[Records in a dataset]
** START **
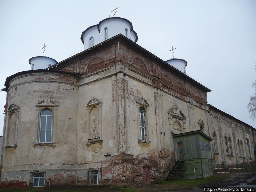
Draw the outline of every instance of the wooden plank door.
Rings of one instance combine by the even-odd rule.
[[[203,177],[202,171],[202,162],[201,159],[196,159],[195,160],[195,174],[196,178]]]
[[[187,161],[186,162],[186,165],[187,179],[195,179],[195,173],[194,172],[195,164],[194,161]]]
[[[183,154],[183,147],[182,146],[182,142],[181,142],[179,143],[177,143],[177,145],[178,146],[178,154],[179,154],[179,158],[178,160],[179,160]]]
[[[142,177],[143,183],[150,184],[151,183],[150,180],[150,168],[149,167],[143,168],[143,176]]]

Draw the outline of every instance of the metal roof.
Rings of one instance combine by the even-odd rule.
[[[53,59],[52,58],[51,58],[51,57],[46,57],[46,56],[36,56],[36,57],[31,57],[29,59],[28,59],[28,63],[29,63],[30,65],[31,65],[31,63],[30,62],[30,60],[32,59],[34,59],[34,58],[36,58],[36,57],[47,57],[47,58],[49,58],[53,60],[54,60],[55,62],[56,62],[56,63],[58,63],[58,62],[55,60],[54,59]]]

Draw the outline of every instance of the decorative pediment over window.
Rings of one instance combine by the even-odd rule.
[[[199,121],[198,121],[198,123],[199,124],[200,124],[201,125],[205,125],[205,123],[204,123],[204,122],[203,121],[203,120],[201,119],[200,119]]]
[[[38,103],[36,106],[57,106],[58,105],[58,104],[54,101],[52,101],[49,99],[46,98]]]
[[[8,108],[8,110],[7,111],[8,112],[10,112],[13,111],[18,109],[20,107],[17,104],[15,103],[13,103],[10,106],[9,108]]]
[[[86,106],[88,107],[94,105],[99,105],[102,102],[101,101],[100,101],[97,98],[94,97],[88,102],[86,105]]]
[[[202,132],[204,132],[204,128],[205,128],[205,123],[203,120],[199,119],[197,122],[198,123],[198,126],[199,127],[199,130]]]
[[[177,105],[174,106],[174,107],[171,108],[168,112],[168,116],[181,120],[185,120],[187,119],[183,113],[179,109]]]
[[[174,107],[171,108],[168,112],[169,127],[172,135],[186,132],[187,118],[179,110],[178,104],[174,102]]]
[[[147,102],[147,101],[144,99],[143,99],[143,97],[142,97],[141,98],[139,99],[136,102],[142,105],[147,106],[147,107],[148,107],[149,106],[149,105],[148,104],[148,102]]]
[[[88,142],[87,146],[91,144],[102,142],[101,127],[101,105],[102,102],[93,97],[86,105],[88,123]]]

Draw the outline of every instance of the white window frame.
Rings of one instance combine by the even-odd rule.
[[[89,40],[89,47],[91,48],[94,46],[94,38],[91,37]]]
[[[51,115],[42,115],[42,113],[43,112],[45,111],[46,110],[49,110],[51,112]],[[50,109],[48,108],[44,109],[43,110],[42,110],[41,112],[41,113],[40,113],[40,133],[39,133],[39,143],[51,143],[51,136],[52,135],[52,123],[53,123],[53,112],[52,112],[51,110]],[[41,123],[42,123],[42,116],[46,117],[46,122],[45,122],[45,127],[41,127]],[[51,117],[51,129],[47,129],[47,117]],[[42,130],[44,130],[45,131],[45,133],[44,135],[44,142],[40,142],[40,141],[41,140],[41,131]],[[51,130],[51,141],[49,142],[46,142],[46,133],[47,132],[47,130]]]
[[[230,137],[228,138],[228,148],[229,149],[229,152],[230,155],[233,154],[233,151],[232,149],[232,140]]]
[[[217,150],[218,149],[218,146],[216,147],[217,143],[216,143],[216,139],[217,138],[217,135],[215,132],[214,132],[212,134],[212,137],[213,138],[213,146],[214,147],[214,152],[215,153],[218,152]]]
[[[141,98],[136,101],[137,106],[137,114],[138,121],[138,135],[139,139],[138,142],[146,143],[150,144],[149,141],[149,137],[148,134],[148,122],[147,112],[148,110],[148,107],[149,105],[147,101],[143,98]],[[143,110],[144,114],[142,114],[140,113],[140,109],[142,108]],[[142,126],[141,119],[141,115],[143,115],[144,121],[144,126]],[[142,135],[142,129],[144,129],[144,137],[143,138]]]
[[[224,141],[225,142],[225,146],[226,147],[226,152],[227,153],[227,155],[229,155],[229,154],[228,153],[228,143],[227,143],[228,142],[228,138],[227,137],[225,136],[225,137],[224,138]]]
[[[94,176],[97,176],[97,183],[94,183]],[[99,173],[98,171],[96,171],[93,173],[92,174],[92,183],[94,185],[98,184],[99,183]]]
[[[146,140],[146,119],[145,117],[145,110],[142,107],[140,108],[139,110],[139,114],[140,118],[140,129],[141,130],[141,139],[145,141]],[[143,122],[143,125],[142,124],[142,122]],[[144,132],[144,134],[143,133]]]
[[[38,120],[35,123],[35,129],[37,130],[37,134],[36,138],[35,138],[35,141],[33,143],[33,146],[34,147],[39,145],[51,145],[54,147],[56,145],[56,129],[57,126],[57,111],[58,105],[54,101],[46,98],[38,103],[36,106],[37,110],[36,119]],[[46,109],[49,110],[52,113],[51,142],[50,143],[40,143],[41,115],[42,112]]]
[[[242,140],[241,140],[240,141],[240,146],[241,146],[241,155],[242,156],[242,157],[244,157],[244,155],[243,154],[243,142],[242,141]]]
[[[36,176],[38,175],[42,175],[42,176],[38,176],[37,177]],[[36,177],[38,178],[38,185],[34,185],[34,179],[35,177]],[[40,185],[39,183],[40,183],[40,178],[44,178],[44,185]],[[34,176],[33,176],[33,187],[44,187],[44,183],[45,182],[45,178],[44,176],[44,175],[43,174],[42,174],[42,173],[38,173],[36,175],[35,175]]]
[[[104,29],[104,40],[108,40],[108,28],[105,27]]]
[[[128,37],[128,29],[127,28],[125,28],[125,37],[127,38],[129,38]]]
[[[238,146],[238,151],[239,152],[239,157],[242,156],[242,153],[241,151],[241,146],[240,145],[240,142],[239,140],[237,140],[237,145]]]

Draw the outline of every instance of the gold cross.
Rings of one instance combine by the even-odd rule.
[[[111,11],[111,12],[112,12],[112,11],[115,11],[115,12],[114,12],[115,13],[114,14],[114,15],[113,15],[113,16],[115,17],[115,13],[116,13],[116,11],[115,11],[115,10],[117,9],[118,8],[119,8],[119,7],[117,7],[116,9],[115,9],[115,9],[114,9],[114,10],[113,10],[113,11]]]
[[[174,59],[174,55],[173,55],[173,53],[174,53],[174,51],[173,50],[174,50],[175,49],[176,49],[176,48],[174,48],[174,49],[173,47],[172,46],[172,49],[171,49],[170,50],[170,51],[172,51],[172,58]]]
[[[44,51],[45,51],[45,49],[44,48],[45,48],[47,46],[47,45],[46,45],[44,43],[44,47],[43,47],[42,48],[42,49],[44,49],[44,52],[43,52],[43,53],[44,53]]]

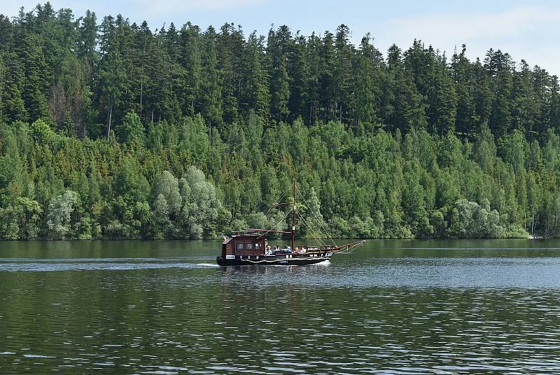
** END **
- TASK STATEMENT:
Rewrite the items above with "gold cross" changed to "golden cross" and everything else kept the same. Leave out the pictures.

- TASK OUTPUT:
Draw the outline of every instance of the wooden plank door.
Rings of one instance combine by the even-odd rule.
[[[203,177],[202,171],[202,162],[201,159],[196,159],[195,160],[195,174],[196,178]]]
[[[187,161],[186,162],[186,165],[187,179],[195,179],[195,173],[194,172],[195,164],[194,161]]]
[[[183,154],[183,147],[182,146],[182,142],[181,142],[179,143],[177,143],[177,145],[178,146],[178,154],[179,154],[179,158],[178,160],[179,160]]]
[[[142,177],[143,183],[150,184],[151,183],[150,180],[150,168],[149,167],[143,168],[143,176]]]

Draw the outline of every instance of the metal roof.
Rings of one instance combine by the even-odd rule.
[[[53,59],[52,58],[51,58],[51,57],[46,57],[46,56],[36,56],[36,57],[31,57],[29,59],[28,59],[28,63],[29,63],[30,65],[31,65],[31,63],[30,62],[30,60],[32,59],[34,59],[34,58],[36,58],[36,57],[47,57],[47,58],[49,58],[53,60],[54,60],[55,62],[56,62],[56,63],[58,63],[58,62],[55,60],[54,59]]]

Draw the outline of every instance of the decorative pediment over window.
Rings of one instance combine by the even-odd rule.
[[[199,121],[198,121],[198,123],[199,124],[200,124],[201,125],[205,125],[205,123],[204,123],[204,122],[203,121],[203,120],[201,119],[200,119]]]
[[[38,103],[36,106],[57,106],[58,105],[58,104],[54,101],[52,101],[49,99],[46,98]]]
[[[8,108],[8,110],[7,111],[8,112],[10,112],[13,111],[18,109],[20,107],[17,104],[15,103],[13,103],[10,106],[9,108]]]
[[[86,106],[88,107],[94,105],[99,105],[102,102],[101,101],[100,101],[97,98],[94,97],[88,102],[86,105]]]
[[[202,132],[204,132],[204,128],[205,128],[205,123],[203,120],[199,119],[197,122],[198,123],[198,126],[199,127],[199,130]]]
[[[177,105],[174,106],[174,107],[171,108],[168,112],[168,116],[181,120],[185,120],[187,119],[183,113],[179,109]]]
[[[174,107],[171,108],[168,112],[169,127],[172,135],[186,132],[187,118],[179,110],[178,104],[174,102]]]
[[[147,102],[147,101],[144,99],[143,99],[143,97],[142,97],[141,98],[139,99],[136,102],[142,105],[147,106],[147,107],[148,107],[149,106],[149,105],[148,104],[148,102]]]
[[[88,142],[87,146],[91,144],[102,142],[101,127],[101,105],[102,102],[93,97],[86,105],[88,123]]]

Draw the outline of every instance of the white window frame.
Rings of one instance combine by the even-odd rule.
[[[89,40],[89,47],[91,48],[94,46],[94,38],[91,37]]]
[[[51,115],[42,115],[42,113],[43,112],[45,111],[46,110],[49,110],[51,112]],[[50,109],[48,108],[44,109],[43,110],[42,110],[41,112],[41,113],[40,113],[40,133],[39,133],[39,143],[51,143],[51,136],[52,135],[52,123],[53,123],[53,112],[52,112],[51,110]],[[41,123],[42,123],[42,116],[46,117],[46,122],[45,122],[45,127],[41,127]],[[51,117],[51,129],[47,129],[47,117]],[[42,130],[44,130],[45,131],[45,133],[44,135],[44,142],[40,142],[40,141],[41,140],[41,131]],[[51,130],[51,141],[49,142],[46,142],[46,133],[47,132],[47,130]]]
[[[230,137],[228,138],[228,148],[229,149],[229,152],[230,155],[233,154],[233,151],[232,149],[232,140]]]
[[[217,150],[218,149],[218,146],[216,147],[217,143],[216,143],[216,139],[217,138],[217,135],[215,132],[214,132],[212,134],[212,137],[213,138],[213,146],[214,147],[214,152],[215,153],[218,152]]]
[[[141,98],[136,101],[137,106],[137,114],[138,121],[138,135],[139,139],[138,142],[146,143],[150,144],[149,141],[149,137],[148,134],[148,122],[147,112],[148,110],[148,107],[149,105],[147,101],[143,98]],[[143,110],[144,114],[142,114],[140,113],[140,109],[142,108]],[[142,126],[141,119],[141,115],[143,115],[144,121],[144,126]],[[142,135],[142,129],[144,129],[144,137],[143,138]]]
[[[224,141],[225,142],[225,146],[226,147],[226,152],[227,153],[227,155],[229,155],[229,154],[228,153],[228,143],[227,143],[228,142],[228,138],[227,137],[225,136],[225,137],[224,138]]]
[[[94,176],[97,176],[97,183],[94,183]],[[99,173],[98,171],[96,171],[93,173],[92,174],[92,183],[94,185],[98,184],[99,183]]]
[[[146,140],[146,119],[145,117],[145,110],[142,107],[140,108],[139,110],[139,114],[140,118],[140,129],[141,130],[141,139],[145,141]],[[143,122],[143,125],[142,124],[142,122]],[[144,132],[144,134],[143,133]]]
[[[38,120],[35,123],[35,129],[37,130],[37,134],[36,138],[35,138],[35,141],[33,143],[33,146],[34,147],[39,145],[51,145],[54,147],[56,145],[56,129],[57,126],[57,111],[58,105],[54,101],[46,98],[38,103],[36,106],[37,110],[36,119]],[[46,109],[49,110],[52,113],[51,142],[50,143],[40,143],[41,115],[42,112]]]
[[[242,140],[241,140],[240,141],[240,146],[241,146],[241,155],[242,156],[242,157],[244,157],[244,155],[243,154],[243,142],[242,141]]]
[[[36,176],[38,175],[42,175],[42,176],[38,176],[37,177]],[[36,177],[38,178],[38,185],[34,185],[34,179],[35,177]],[[40,185],[39,183],[40,183],[40,178],[44,178],[44,185]],[[34,176],[33,176],[33,187],[44,187],[44,183],[45,182],[45,178],[44,176],[44,175],[43,174],[42,174],[42,173],[38,173],[36,175],[35,175]]]
[[[104,29],[104,40],[108,40],[108,28],[105,27]]]
[[[128,37],[128,29],[127,28],[125,28],[125,37],[127,38],[129,38]]]
[[[238,146],[238,151],[239,152],[239,157],[242,156],[242,153],[241,151],[241,146],[240,145],[240,142],[239,140],[237,140],[237,145]]]

Draw the outline of every instance of the golden cross.
Rings of one instance combine by the even-odd rule.
[[[111,11],[111,12],[112,12],[112,11],[115,11],[115,12],[114,12],[115,13],[114,14],[114,15],[113,15],[113,16],[115,17],[115,13],[116,13],[116,11],[115,11],[115,10],[117,9],[118,8],[119,8],[119,7],[117,7],[116,9],[115,9],[115,9],[114,9],[114,10],[113,10],[113,11]]]
[[[174,59],[174,55],[173,55],[173,53],[174,53],[174,51],[173,50],[174,50],[175,49],[176,49],[176,48],[174,48],[174,49],[173,47],[172,46],[172,49],[171,49],[170,50],[170,51],[172,51],[172,58]]]
[[[44,51],[45,51],[45,49],[44,48],[45,48],[47,46],[47,45],[46,45],[44,43],[44,47],[43,47],[42,48],[42,49],[44,49],[44,52],[43,52],[43,53],[44,53]]]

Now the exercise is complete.